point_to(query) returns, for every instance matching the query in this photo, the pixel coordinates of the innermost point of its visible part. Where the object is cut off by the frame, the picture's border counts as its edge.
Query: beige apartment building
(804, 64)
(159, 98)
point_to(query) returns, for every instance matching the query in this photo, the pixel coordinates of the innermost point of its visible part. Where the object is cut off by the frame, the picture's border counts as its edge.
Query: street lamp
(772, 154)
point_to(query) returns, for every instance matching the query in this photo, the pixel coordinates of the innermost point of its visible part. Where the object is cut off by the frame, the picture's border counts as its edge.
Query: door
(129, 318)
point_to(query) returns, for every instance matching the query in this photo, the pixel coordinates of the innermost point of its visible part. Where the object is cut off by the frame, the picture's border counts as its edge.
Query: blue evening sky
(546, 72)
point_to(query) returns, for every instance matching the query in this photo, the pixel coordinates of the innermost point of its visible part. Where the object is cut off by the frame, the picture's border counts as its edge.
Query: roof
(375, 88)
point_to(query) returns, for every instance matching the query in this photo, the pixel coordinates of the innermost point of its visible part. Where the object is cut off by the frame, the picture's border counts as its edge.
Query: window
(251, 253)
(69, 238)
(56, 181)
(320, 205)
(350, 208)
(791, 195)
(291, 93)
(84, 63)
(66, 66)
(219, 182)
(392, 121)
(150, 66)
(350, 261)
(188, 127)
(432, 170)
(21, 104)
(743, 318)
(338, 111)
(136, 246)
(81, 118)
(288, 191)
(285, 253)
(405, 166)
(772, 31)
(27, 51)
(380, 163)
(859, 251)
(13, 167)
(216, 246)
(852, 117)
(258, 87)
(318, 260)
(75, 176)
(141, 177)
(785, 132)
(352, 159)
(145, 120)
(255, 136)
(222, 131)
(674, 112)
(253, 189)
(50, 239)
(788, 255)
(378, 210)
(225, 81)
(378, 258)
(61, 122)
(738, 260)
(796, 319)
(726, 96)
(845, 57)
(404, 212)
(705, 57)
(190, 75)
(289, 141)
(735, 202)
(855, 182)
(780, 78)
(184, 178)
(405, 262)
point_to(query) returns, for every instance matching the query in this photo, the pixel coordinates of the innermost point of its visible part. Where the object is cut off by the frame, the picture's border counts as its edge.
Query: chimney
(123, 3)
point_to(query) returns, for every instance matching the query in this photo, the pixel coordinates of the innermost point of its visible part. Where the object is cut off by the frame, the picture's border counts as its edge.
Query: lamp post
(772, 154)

++++++++++

Task directions: Give the material again in full, exactly as it appears above.

Answer to this problem:
point_to(query) returns, for every instance matching the query in this photo, the pixel coordinates of the innermost point of its visible part. Where the object is cut off by the frame, the picture's border counts as its edge.
Query: beige apartment building
(804, 64)
(159, 98)
point_to(query) returns, for every instance matching the query in this photo, the pixel coordinates of the innermost point of its visible part. Where the object is cut off by the frame, the picture's border counts as its edge.
Query: street lamp
(772, 154)
point_to(query) returns, for every instance matching the query in this photo, the pixel coordinates of the innermost point of its visible part. Where the object is cut off by the frame, the picture's border counts as its edge.
Query: door
(129, 318)
point_to(query) returns, for every instance matching the query in this photo, the pixel coordinates of the innermost point of its visible part. Where the object is cut off by the frame, the picture's border counts as its edge.
Query: blue evening sky
(546, 72)
point_to(query) returns, for every instance matching the query in this photo, the pixel coordinates of the innermost point of its visible part. Where the object is cut off by the frame, the picture's border counts as its edge.
Query: roof
(375, 88)
point_to(query) returns, for every instance matching the query in this photo, the pixel coordinates of the innermost point of its visible part. Where the object is cut off by the frame, the picture's border counts as its edge.
Query: window
(251, 253)
(69, 238)
(56, 181)
(320, 205)
(350, 208)
(791, 195)
(291, 93)
(84, 63)
(66, 66)
(219, 182)
(392, 121)
(150, 66)
(350, 261)
(188, 127)
(432, 170)
(21, 104)
(743, 318)
(338, 111)
(136, 246)
(81, 118)
(288, 191)
(285, 253)
(405, 166)
(772, 31)
(27, 51)
(380, 163)
(859, 251)
(13, 167)
(216, 246)
(852, 117)
(258, 87)
(318, 260)
(75, 176)
(141, 177)
(785, 132)
(352, 159)
(145, 120)
(255, 136)
(222, 131)
(674, 112)
(253, 189)
(50, 239)
(788, 255)
(378, 210)
(225, 81)
(378, 258)
(61, 122)
(738, 260)
(796, 319)
(726, 96)
(845, 57)
(404, 212)
(705, 57)
(190, 75)
(289, 141)
(735, 202)
(855, 182)
(780, 78)
(184, 178)
(405, 262)
point_to(query) returns, for every instance matching the query in this photo, the pixel coordinates of the innermost point of its visible part. Where the object is cut off by the frame, the picture's border counts as its edge.
Query: chimney
(123, 3)
point_to(query) returns, for every instance matching the query in this photo, the pixel coordinates of the innermost point of its visible part. Where the object is cut off by the frame, the picture's border counts as its edge.
Query: lamp post
(772, 154)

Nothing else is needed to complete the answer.